Please reproduce, word for word, the passage of the blog post below that opens with the words containing "It’s all about" and closes with "working in architecture.".

◆ Text block ◆
Content starts

I’ve been doing some sketches dealing with gradual color progression. All these sketches have bars of color that gradually increase in length, wrapping if they meet the edge of the drawing space. Once the bars reach a set length, the next bar will start at the original length and start the progression again. The colors begin as pure Red every time and vary in the progressions by a random variation in one of its Red, Green or Blue values. In the second set I also inverted the color in addition to the gradual progression in attempt to emphasize the bars more. It’s a very simple sketch with a surprising number of variables. The next thing I will likely do is look more closely at rules such as start color, minimum and maximum bar length, amount of color variation etc. I will probably generate some matrices to see which rules produce the best results and then look at some non-static rule sets.
What’s in a name? It’s a question I’ve been thinking about a lot. More specifically, what’s in my name? Not much to be honest. Jason Smith must be among the most common names in the United States. I have been confused more than once by seeing my name on samples for things like business cards or credit cards. John Doe. Insert name here. Generic. That’s me. It’s not that I dislike my name, but as I’ve worked to establish an identity for myself and my work I’ve often wondered if it’s up to snuff. It’s not a name I envision sitting alongside Bjarke Ingels, Werner Herzog or Witold Rybczynski. Not that I have any ambition to become famous, but still it’s better to be somebody than nobody.
It’s all about branding when it comes down to it. When I was preparing to launch this website, I spent days wondering what name to use. There are different schools of thought. Do you use your real name and try to build your online identity around that? Or do you come up with a zoomy esoteric name to represent you? In my case I felt that this wasn’t much of a choice. I threw a lot of names around at the time. Most of them felt either too vague or too specific. This was particularly difficult because at the time I had no idea where I was going to land career wise. So I was apprehensive about committing to, say, an architecture themed name in case I ended up not working in architecture.
As for the domain, I imagine it goes without saying that jasonsmith.com was not available. I ultimately settled on jasonsmitharch.com, though not with any great conviction. I decided that it was nonspecific enough that I could go in any direction I needed with my site down the road. I threw together what was intended to be a temporary title banner with the name “JSarch” on it, which as of writing this is still the only title banner I’ve made. It’s a pretty terrible name, but I’m still waiting for inspiration to strike and give me a “real” name I can use. I have essentially just differed the decision for now. But I know quite well the way temporary measures can linger into permanence.

Content ends

Recorded data:
Content starts

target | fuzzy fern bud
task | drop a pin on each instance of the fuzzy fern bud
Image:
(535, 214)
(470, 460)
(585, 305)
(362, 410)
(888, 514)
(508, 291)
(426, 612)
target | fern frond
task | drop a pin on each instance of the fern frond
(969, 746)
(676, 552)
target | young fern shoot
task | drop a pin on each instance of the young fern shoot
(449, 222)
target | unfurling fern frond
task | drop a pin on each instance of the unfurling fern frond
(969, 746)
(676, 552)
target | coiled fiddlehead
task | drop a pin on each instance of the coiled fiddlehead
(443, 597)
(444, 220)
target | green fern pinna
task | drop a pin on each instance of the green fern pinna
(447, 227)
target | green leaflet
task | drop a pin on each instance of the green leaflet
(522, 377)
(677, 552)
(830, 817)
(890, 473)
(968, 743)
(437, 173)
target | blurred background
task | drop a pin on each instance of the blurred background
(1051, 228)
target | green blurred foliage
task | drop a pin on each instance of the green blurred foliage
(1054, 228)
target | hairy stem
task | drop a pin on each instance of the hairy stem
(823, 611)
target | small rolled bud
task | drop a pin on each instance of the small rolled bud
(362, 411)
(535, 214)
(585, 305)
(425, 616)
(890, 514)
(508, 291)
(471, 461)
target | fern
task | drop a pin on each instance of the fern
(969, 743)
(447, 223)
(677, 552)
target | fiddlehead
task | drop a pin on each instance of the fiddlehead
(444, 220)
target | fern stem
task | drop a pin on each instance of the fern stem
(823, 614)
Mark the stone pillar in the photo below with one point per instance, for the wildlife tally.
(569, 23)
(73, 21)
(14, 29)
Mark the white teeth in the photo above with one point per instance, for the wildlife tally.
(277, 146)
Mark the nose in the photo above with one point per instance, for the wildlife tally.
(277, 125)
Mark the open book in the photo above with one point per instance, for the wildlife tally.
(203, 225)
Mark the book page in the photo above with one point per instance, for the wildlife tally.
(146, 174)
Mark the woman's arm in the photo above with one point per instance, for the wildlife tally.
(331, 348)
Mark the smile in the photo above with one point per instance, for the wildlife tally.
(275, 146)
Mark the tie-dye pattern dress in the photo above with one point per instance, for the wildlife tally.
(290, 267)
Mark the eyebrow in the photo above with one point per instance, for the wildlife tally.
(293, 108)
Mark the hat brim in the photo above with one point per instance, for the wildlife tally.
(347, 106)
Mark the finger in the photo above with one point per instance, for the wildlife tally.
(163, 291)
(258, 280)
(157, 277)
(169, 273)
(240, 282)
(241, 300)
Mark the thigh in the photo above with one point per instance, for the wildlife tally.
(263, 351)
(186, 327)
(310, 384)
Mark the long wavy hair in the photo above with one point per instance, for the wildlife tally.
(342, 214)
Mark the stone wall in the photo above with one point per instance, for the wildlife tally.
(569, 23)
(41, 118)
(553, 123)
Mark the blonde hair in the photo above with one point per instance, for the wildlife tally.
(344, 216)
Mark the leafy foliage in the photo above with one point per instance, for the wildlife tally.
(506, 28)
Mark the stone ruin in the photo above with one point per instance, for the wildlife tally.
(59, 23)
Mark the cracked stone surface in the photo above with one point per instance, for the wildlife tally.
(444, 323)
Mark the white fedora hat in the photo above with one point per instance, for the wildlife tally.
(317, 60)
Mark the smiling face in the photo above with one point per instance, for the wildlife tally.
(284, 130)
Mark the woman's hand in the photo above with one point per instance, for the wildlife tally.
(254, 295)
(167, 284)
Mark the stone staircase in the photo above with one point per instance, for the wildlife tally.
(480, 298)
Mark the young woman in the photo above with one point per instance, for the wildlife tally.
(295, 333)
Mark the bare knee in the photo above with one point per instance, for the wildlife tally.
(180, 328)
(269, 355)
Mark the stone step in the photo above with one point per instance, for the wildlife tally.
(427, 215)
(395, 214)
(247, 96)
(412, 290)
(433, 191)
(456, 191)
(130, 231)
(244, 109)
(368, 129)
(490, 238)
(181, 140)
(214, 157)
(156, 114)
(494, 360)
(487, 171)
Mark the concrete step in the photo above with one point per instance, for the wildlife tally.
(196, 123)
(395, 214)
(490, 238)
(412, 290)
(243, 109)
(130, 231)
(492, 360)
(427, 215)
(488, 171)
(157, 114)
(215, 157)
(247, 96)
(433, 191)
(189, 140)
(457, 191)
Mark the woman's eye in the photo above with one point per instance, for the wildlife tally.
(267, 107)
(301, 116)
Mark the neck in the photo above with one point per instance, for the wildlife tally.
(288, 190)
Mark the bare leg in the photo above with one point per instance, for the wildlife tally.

Content ends

◆ Response to the task ◆
It’s all about branding when it comes down to it. When I was preparing to launch this website, I spent days wondering what name to use. There are different schools of thought. Do you use your real name and try to build your online identity around that? Or do you come up with a zoomy esoteric name to represent you? In my case I felt that this wasn’t much of a choice. I threw a lot of names around at the time. Most of them felt either too vague or too specific. This was particularly difficult because at the time I had no idea where I was going to land career wise. So I was apprehensive about committing to, say, an architecture themed name in case I ended up not working in architecture.